■ GIVEN REQUEST:
Convert everything from the line containing "target: blue dome" down to the line containing "213L235 218L233 147ZM225", both included, into a JSON list of strings with one string per line and blank lines left out.

■ AVAILABLE RECORDS:
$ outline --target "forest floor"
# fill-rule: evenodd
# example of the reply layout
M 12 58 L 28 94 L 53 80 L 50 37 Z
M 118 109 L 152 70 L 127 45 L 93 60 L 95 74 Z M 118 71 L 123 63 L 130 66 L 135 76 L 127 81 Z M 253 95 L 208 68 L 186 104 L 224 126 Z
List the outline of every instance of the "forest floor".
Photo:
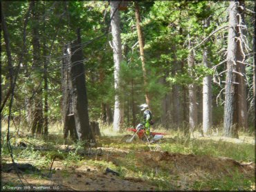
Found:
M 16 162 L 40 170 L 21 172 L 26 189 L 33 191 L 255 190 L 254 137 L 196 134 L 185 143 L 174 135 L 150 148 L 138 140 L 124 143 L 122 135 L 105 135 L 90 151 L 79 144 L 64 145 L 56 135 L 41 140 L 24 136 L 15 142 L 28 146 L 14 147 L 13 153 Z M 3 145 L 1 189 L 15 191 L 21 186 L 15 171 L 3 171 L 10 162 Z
---
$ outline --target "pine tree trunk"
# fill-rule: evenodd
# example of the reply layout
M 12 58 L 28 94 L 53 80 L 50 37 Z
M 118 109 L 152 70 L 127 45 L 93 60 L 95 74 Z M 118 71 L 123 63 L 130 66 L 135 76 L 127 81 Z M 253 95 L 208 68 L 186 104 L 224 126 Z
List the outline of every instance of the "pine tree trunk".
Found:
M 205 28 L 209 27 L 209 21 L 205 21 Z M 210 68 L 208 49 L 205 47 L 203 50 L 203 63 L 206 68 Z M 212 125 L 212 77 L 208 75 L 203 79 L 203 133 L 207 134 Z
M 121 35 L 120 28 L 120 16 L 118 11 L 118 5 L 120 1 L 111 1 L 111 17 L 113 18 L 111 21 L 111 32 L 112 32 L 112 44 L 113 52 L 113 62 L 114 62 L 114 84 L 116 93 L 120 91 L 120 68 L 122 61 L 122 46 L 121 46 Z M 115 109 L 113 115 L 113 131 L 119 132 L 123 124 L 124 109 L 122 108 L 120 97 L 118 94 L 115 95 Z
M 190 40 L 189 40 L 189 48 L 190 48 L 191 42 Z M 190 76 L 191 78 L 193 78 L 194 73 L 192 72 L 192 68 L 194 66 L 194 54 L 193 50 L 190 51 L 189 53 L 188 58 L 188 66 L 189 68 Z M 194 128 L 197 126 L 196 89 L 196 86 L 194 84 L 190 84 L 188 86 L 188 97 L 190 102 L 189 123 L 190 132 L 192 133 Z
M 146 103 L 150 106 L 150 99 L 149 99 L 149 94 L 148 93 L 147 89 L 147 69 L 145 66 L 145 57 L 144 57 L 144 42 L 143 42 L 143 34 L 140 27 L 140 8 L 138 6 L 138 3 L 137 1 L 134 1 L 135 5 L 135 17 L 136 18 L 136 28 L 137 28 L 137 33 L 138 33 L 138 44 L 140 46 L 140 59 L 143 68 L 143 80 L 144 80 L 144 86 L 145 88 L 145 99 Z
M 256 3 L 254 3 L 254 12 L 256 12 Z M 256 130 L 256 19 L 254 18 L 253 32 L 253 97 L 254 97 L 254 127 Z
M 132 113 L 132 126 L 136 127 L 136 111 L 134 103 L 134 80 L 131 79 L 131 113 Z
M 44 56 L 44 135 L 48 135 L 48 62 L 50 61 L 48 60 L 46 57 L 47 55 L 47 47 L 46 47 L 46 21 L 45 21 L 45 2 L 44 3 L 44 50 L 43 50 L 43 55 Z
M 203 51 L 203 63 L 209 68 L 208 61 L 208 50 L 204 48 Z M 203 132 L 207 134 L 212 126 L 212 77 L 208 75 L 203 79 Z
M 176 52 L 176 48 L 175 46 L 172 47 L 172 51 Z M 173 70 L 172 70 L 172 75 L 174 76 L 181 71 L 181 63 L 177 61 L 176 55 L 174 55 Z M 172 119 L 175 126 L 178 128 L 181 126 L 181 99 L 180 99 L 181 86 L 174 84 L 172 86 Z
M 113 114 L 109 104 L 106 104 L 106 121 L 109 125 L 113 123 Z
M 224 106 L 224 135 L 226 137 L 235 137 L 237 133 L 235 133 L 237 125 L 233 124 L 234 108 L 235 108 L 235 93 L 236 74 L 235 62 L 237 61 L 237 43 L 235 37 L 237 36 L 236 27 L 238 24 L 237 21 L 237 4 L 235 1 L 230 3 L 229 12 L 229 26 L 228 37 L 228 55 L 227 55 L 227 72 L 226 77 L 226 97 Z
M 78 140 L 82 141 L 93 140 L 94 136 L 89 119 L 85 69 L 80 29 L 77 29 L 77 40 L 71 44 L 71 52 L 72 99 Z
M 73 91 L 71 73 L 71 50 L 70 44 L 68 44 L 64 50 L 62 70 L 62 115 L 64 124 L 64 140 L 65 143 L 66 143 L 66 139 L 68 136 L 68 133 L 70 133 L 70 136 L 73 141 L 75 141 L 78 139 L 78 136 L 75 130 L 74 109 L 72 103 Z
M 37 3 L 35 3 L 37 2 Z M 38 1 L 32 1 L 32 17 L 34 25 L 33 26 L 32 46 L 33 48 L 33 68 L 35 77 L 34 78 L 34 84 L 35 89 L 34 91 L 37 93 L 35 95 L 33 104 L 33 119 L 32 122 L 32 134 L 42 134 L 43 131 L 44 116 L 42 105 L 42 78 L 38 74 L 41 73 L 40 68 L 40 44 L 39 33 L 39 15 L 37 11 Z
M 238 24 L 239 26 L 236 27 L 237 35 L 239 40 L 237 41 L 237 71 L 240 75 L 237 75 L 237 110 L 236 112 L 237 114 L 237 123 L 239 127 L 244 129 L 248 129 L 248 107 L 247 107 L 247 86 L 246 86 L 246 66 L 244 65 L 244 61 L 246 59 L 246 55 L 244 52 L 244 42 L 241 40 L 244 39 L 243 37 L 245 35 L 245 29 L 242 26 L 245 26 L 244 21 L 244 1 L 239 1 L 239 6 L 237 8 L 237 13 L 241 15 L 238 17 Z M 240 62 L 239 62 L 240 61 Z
...
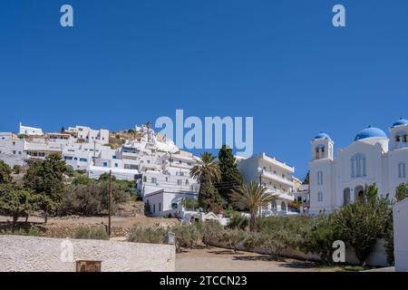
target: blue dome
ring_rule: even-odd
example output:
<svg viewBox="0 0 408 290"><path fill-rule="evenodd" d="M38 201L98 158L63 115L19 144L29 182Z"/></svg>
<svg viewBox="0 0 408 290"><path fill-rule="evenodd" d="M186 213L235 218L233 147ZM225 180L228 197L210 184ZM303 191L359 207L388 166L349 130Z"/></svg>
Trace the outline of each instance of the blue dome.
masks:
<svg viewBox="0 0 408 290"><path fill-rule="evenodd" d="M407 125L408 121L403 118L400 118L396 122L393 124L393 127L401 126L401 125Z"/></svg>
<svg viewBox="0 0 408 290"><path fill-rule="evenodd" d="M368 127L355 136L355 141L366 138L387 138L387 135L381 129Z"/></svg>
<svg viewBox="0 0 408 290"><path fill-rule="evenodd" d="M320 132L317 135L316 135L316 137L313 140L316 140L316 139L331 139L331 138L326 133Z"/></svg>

■ TASK ANSWER:
[
  "target: blue dome",
  "ring_rule: even-odd",
  "example output:",
  "<svg viewBox=\"0 0 408 290\"><path fill-rule=\"evenodd\" d=\"M38 201L98 158L63 115L19 144L29 182Z\"/></svg>",
  "<svg viewBox=\"0 0 408 290\"><path fill-rule=\"evenodd\" d=\"M186 213L235 218L233 147ZM225 180L228 197L210 184ZM303 191L359 207L388 166L349 130Z\"/></svg>"
]